By Varun Choudhary Co-Founder & Chief Executive Officer at ORO
AI agents have grown astronomically in recent years, with some forecasts predicting they’ll cross 2.2 billion by 2030. But most of these agents are AI wrappers, with structurally identical capabilities. In a highly competitive market, AI agents won’t have an edge unless they provide proprietary solutions.

Instead, AI products with specialized models, unique domain knowledge, multi-step pipelines, and feedback-based evaluation frameworks are the pillars of defensibility. Users will spend their time and resources on AI products that solve real-world problems, rather than managing hundreds of AI wrapper-based agents.
AI wrappers are intrinsically fragile
Most AI agents are wrappers with a unique UI/UX and an API call to a foundation model. So, the agent’s value proposition depends on the underlying model’s capabilities.
If AI agent developers replace a GPT model with Claude and generate the same results, that’s even worse. Model agnosticism means the particular AI agent doesn’t have a proprietary market offering.
However, most of these agentic tools create an illusion of easy access without necessarily improving business outcomes. These AI wrappers consume input tokens and may fluently respond to customer queries.

════════

→ Aim of the exercise
According to the text on AI wrappers, what does an AI agent's value proposition depend on when it is a wrapper with a UI/UX and an API call to a foundation model? The records that follow come from a separate source.

════════

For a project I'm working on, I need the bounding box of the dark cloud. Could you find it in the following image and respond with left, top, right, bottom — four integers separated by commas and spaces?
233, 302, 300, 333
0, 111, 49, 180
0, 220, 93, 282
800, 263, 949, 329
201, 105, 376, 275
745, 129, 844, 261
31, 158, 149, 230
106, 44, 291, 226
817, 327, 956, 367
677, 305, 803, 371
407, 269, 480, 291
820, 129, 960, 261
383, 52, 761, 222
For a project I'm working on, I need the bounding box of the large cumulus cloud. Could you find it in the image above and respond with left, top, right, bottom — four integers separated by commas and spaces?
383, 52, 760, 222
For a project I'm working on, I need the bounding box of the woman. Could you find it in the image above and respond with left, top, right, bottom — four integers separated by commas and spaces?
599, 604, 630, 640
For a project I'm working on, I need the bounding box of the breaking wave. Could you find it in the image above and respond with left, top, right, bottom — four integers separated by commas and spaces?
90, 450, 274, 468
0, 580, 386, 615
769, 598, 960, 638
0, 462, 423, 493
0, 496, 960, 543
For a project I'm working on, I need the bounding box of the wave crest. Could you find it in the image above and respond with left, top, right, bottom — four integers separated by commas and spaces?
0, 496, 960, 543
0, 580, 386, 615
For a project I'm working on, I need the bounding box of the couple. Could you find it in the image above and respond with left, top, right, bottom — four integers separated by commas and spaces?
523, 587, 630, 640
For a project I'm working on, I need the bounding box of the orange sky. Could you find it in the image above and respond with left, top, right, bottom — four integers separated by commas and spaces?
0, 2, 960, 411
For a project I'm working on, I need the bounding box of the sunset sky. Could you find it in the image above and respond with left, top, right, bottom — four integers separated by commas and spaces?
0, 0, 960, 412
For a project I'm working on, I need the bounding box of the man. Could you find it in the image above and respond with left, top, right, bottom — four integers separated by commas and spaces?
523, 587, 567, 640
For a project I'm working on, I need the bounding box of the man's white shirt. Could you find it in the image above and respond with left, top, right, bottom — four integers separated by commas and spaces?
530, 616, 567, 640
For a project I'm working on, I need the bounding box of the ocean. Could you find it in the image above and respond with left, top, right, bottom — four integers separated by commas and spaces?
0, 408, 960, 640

════════

→ Written answer
It depends on the underlying model's capabilities.